§ Prompt
How many lines in the entries below contain the word "rear"? Reply with the number only.

▽

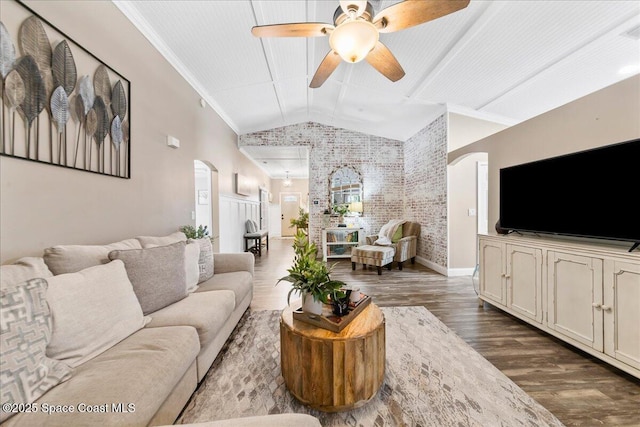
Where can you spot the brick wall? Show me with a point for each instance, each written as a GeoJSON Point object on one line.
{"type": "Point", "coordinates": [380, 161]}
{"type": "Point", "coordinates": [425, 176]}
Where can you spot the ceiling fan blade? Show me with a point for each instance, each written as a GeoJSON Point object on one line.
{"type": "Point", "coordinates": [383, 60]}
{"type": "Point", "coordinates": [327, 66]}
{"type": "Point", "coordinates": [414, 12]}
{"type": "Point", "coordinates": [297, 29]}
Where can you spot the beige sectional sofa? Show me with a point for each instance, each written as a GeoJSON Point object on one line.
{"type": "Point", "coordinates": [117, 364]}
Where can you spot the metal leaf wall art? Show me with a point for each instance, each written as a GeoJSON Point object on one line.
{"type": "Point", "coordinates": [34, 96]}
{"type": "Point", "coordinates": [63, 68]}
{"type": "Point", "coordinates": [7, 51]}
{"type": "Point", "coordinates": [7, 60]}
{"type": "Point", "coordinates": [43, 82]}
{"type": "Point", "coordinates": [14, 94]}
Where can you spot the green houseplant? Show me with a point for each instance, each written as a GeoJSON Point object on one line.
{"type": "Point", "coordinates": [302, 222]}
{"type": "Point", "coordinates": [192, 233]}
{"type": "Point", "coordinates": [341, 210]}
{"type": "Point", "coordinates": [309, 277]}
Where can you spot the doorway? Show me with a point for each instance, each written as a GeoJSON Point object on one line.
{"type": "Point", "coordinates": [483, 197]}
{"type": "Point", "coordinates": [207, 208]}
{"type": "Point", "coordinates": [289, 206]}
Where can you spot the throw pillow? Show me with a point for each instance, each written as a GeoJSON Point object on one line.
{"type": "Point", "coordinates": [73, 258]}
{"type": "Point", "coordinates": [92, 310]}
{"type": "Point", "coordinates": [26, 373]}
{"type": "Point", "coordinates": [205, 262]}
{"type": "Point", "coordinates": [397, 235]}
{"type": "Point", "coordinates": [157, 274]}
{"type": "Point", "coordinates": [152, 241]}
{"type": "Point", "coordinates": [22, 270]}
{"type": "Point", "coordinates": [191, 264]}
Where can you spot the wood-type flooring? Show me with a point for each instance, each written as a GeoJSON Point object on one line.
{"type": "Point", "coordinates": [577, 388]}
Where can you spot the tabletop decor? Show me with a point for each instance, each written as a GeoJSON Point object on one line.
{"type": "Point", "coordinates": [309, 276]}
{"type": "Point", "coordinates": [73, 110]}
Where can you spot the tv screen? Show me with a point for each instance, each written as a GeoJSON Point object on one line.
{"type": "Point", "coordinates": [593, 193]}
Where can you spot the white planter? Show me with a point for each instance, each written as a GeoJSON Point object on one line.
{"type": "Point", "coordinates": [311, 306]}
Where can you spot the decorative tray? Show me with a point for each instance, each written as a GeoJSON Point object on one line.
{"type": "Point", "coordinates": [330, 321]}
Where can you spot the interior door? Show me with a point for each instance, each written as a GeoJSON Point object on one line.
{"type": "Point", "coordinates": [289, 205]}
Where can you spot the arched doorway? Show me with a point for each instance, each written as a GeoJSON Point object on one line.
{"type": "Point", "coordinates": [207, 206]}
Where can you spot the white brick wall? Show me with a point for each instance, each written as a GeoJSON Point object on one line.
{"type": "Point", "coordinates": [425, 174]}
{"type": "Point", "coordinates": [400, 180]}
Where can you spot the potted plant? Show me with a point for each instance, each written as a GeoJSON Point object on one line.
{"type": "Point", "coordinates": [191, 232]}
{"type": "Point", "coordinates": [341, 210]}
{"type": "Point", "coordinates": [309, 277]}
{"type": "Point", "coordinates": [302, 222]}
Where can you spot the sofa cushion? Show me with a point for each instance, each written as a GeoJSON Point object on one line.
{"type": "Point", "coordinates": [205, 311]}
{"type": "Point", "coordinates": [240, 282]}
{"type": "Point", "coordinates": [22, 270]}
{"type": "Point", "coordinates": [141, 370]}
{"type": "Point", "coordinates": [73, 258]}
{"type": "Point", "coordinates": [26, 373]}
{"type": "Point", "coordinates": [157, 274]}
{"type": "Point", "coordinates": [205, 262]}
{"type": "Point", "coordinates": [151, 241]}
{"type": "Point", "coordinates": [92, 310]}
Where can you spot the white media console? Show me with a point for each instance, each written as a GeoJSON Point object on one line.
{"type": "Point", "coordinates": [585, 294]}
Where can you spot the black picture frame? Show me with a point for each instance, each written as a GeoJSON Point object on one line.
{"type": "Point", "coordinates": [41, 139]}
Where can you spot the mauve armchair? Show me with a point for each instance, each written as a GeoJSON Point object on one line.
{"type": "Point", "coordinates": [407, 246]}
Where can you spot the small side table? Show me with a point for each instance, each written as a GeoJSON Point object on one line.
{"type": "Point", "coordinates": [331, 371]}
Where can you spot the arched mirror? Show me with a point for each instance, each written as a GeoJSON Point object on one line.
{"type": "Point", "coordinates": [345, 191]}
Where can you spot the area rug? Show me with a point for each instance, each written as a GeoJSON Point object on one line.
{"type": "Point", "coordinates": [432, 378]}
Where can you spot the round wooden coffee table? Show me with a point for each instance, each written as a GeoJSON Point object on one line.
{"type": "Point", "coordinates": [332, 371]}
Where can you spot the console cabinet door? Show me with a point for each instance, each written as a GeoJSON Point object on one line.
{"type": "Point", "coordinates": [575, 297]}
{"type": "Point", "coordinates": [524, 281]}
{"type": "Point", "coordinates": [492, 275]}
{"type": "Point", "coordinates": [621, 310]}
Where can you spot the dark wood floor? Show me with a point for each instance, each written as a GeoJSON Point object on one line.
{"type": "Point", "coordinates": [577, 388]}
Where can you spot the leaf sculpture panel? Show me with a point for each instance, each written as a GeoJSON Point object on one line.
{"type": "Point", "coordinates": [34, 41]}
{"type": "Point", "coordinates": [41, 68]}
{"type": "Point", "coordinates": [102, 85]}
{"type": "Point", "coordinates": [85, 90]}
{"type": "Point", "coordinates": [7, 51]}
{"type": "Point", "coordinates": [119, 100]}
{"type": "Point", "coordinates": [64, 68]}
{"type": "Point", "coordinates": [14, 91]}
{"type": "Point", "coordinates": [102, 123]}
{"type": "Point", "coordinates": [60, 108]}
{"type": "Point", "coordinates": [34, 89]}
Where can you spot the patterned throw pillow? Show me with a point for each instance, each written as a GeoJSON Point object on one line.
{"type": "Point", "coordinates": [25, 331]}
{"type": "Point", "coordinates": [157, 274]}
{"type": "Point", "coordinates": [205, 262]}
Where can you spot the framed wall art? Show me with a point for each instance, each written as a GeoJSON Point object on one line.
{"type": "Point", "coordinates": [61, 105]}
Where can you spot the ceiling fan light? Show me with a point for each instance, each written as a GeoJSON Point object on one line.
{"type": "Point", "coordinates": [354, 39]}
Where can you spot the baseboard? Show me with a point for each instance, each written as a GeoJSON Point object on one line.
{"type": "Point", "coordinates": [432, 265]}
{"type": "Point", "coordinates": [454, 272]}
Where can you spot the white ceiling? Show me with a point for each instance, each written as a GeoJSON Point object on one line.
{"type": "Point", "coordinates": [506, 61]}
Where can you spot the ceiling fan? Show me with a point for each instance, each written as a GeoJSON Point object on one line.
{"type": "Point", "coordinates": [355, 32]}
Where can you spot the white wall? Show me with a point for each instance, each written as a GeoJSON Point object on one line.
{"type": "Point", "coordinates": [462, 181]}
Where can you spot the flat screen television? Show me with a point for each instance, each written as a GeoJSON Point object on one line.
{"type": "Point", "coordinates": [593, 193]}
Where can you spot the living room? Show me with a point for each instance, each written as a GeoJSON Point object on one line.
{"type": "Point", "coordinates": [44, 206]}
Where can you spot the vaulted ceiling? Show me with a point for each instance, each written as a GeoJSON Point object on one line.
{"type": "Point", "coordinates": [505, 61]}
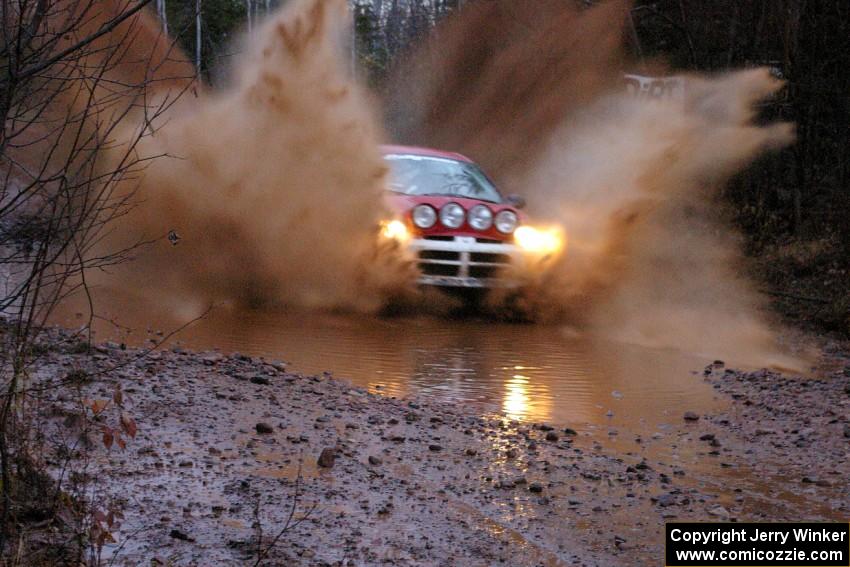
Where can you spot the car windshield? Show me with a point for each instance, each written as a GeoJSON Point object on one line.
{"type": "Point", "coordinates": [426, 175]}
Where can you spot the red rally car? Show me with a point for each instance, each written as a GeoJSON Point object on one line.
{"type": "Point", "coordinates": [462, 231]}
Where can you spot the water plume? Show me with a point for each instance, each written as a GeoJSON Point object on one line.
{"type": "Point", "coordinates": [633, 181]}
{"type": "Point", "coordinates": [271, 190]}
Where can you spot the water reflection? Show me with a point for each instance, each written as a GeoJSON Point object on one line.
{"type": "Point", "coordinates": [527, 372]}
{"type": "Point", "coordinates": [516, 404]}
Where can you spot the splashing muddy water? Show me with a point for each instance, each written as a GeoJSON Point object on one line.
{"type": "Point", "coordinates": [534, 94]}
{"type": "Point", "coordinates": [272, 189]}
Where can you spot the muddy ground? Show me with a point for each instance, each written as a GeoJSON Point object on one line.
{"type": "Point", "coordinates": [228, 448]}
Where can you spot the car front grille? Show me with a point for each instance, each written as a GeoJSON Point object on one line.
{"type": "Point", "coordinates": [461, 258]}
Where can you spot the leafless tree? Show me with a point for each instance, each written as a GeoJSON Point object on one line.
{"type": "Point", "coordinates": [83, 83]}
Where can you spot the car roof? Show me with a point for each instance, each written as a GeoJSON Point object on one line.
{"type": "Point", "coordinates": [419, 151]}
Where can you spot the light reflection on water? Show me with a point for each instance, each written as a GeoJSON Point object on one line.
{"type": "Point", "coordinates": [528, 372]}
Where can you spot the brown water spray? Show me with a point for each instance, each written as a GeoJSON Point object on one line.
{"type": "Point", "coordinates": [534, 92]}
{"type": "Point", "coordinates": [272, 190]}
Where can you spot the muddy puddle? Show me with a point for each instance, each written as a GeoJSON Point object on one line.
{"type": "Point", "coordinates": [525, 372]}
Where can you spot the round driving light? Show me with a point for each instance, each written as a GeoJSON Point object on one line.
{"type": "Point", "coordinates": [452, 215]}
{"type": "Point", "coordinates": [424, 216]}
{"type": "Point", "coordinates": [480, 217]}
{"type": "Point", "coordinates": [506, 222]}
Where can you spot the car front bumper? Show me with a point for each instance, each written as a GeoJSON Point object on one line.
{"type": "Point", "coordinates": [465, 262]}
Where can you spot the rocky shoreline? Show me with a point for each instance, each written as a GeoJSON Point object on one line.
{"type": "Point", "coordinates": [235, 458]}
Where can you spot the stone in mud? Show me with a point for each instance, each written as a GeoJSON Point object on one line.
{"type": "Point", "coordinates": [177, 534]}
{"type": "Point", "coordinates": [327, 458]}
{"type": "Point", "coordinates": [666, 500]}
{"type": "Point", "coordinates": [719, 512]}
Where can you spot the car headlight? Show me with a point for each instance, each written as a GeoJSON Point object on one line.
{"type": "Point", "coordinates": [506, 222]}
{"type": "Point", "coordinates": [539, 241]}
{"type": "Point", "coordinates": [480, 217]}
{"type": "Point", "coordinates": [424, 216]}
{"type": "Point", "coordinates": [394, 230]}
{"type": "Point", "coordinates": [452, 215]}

△
▽

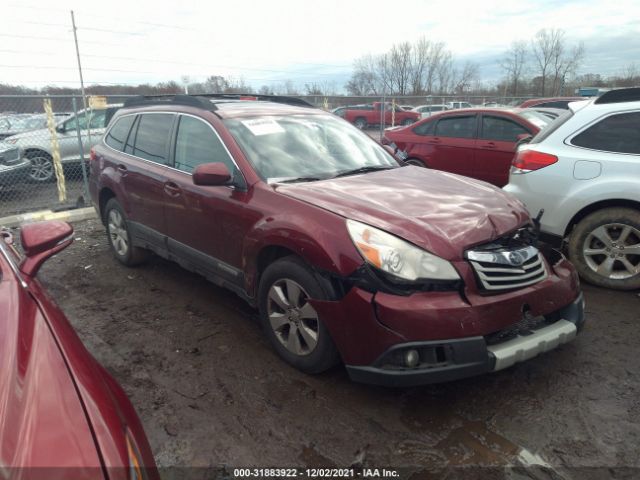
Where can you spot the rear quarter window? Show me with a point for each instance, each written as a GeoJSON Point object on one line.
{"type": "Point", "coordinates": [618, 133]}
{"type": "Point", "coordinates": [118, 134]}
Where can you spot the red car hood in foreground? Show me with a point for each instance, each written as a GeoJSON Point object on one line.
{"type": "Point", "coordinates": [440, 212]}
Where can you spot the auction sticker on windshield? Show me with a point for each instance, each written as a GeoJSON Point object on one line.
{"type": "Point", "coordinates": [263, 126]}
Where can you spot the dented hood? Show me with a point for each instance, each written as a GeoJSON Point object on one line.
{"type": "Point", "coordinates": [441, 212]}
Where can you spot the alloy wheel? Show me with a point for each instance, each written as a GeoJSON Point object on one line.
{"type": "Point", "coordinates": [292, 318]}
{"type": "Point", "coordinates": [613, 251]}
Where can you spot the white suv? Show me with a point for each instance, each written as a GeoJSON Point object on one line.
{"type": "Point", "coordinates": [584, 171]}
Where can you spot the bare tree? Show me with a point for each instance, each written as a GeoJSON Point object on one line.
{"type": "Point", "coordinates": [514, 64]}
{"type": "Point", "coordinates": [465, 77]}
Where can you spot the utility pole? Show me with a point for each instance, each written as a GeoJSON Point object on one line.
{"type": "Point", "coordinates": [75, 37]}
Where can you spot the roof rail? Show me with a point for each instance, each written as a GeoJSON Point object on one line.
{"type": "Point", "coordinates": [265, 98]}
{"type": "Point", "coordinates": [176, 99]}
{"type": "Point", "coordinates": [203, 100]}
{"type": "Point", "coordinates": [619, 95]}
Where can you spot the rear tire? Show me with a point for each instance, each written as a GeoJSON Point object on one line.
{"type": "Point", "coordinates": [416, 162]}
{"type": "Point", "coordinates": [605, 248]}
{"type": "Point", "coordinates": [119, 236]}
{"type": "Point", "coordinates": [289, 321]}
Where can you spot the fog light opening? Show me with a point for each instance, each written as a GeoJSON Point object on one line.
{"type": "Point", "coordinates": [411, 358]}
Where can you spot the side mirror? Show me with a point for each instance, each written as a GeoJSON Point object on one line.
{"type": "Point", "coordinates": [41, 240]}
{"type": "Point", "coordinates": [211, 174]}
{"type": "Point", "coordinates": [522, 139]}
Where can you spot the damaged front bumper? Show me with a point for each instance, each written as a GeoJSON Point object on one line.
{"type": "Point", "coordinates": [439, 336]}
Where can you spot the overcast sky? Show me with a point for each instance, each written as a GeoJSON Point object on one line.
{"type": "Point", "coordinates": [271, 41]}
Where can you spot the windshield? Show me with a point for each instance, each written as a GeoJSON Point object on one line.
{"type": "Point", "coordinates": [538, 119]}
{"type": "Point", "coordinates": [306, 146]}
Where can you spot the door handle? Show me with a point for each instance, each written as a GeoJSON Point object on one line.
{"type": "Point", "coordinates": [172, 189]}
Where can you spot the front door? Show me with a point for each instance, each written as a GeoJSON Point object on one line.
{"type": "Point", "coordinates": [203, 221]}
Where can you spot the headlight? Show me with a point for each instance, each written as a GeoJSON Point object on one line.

△

§ Exercise output
2